TASK INPUTS:
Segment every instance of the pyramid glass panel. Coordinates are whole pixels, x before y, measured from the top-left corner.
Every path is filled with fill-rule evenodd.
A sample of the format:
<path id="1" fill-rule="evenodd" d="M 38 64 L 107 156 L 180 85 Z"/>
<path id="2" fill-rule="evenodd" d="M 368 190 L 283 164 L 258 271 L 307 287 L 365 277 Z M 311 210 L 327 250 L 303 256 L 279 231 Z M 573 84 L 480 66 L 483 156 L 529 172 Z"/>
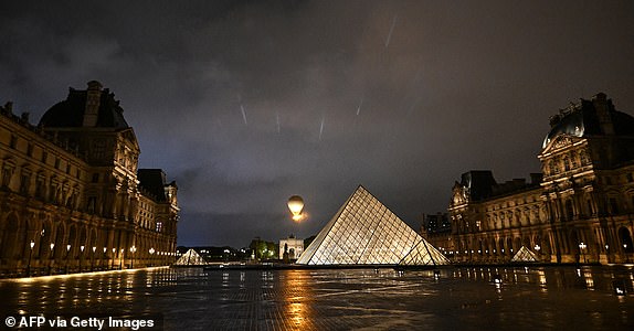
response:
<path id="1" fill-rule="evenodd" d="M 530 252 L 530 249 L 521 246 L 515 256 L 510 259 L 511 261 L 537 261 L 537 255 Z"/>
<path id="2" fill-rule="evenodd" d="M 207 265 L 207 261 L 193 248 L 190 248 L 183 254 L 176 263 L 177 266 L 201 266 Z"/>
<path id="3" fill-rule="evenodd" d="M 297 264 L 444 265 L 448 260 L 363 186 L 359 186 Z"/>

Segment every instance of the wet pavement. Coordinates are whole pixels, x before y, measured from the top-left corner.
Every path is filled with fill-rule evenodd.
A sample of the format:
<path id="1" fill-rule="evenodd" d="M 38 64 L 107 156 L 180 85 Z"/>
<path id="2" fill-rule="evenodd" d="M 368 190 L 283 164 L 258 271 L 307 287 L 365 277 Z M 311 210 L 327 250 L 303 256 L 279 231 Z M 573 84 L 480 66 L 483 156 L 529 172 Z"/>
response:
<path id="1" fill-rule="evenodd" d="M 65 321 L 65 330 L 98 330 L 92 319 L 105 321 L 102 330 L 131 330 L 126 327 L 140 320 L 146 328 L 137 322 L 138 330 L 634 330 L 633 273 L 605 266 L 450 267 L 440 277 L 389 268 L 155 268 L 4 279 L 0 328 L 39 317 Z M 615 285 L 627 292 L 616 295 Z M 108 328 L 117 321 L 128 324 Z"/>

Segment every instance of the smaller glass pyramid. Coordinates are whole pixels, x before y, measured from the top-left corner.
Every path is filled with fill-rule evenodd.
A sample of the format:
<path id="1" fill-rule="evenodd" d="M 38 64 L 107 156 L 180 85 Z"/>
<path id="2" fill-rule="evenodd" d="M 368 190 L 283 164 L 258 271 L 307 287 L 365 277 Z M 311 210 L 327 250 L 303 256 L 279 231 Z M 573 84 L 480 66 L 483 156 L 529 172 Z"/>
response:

WHAT NEEDS TO BE DONE: Copy out the records word for word, starting with the first line and going on through the line that contains "65 321 L 65", and leave the pictures out of your copy.

EXERCISE OUTPUT:
Segment every instance of the pyramid glass panel. Coordinates are whole pixels, x before y, measured from the top-left corner.
Every path is filled with fill-rule evenodd.
A sample of the format:
<path id="1" fill-rule="evenodd" d="M 38 64 L 107 156 L 180 85 Z"/>
<path id="2" fill-rule="evenodd" d="M 368 190 L 283 164 L 258 271 L 307 287 L 365 277 Z M 311 210 L 327 250 L 303 256 L 279 231 Z M 573 84 L 480 66 L 483 156 L 529 172 Z"/>
response:
<path id="1" fill-rule="evenodd" d="M 530 252 L 530 249 L 521 246 L 515 256 L 510 259 L 511 261 L 537 261 L 537 255 Z"/>
<path id="2" fill-rule="evenodd" d="M 207 265 L 207 261 L 193 248 L 190 248 L 183 254 L 176 263 L 177 266 L 201 266 Z"/>
<path id="3" fill-rule="evenodd" d="M 297 264 L 444 265 L 448 260 L 363 186 L 359 186 Z"/>

Segment every instance of the wet pavement. Coordinates are whole pixels, x before y, measured from the top-left corner.
Every path is filled with fill-rule evenodd.
A sample of the format:
<path id="1" fill-rule="evenodd" d="M 38 64 L 107 156 L 180 85 Z"/>
<path id="2" fill-rule="evenodd" d="M 368 190 L 283 164 L 258 271 L 307 287 L 365 277 Z M 311 210 L 327 250 L 303 256 L 279 231 Z M 573 84 L 480 66 L 483 156 L 529 172 Z"/>
response:
<path id="1" fill-rule="evenodd" d="M 65 321 L 65 330 L 98 330 L 92 319 L 105 321 L 102 330 L 131 330 L 126 327 L 140 320 L 146 328 L 137 322 L 138 330 L 634 330 L 633 273 L 605 266 L 450 267 L 440 277 L 389 268 L 155 268 L 4 279 L 0 328 L 39 317 Z M 615 285 L 627 292 L 616 295 Z M 108 328 L 117 321 L 128 324 Z"/>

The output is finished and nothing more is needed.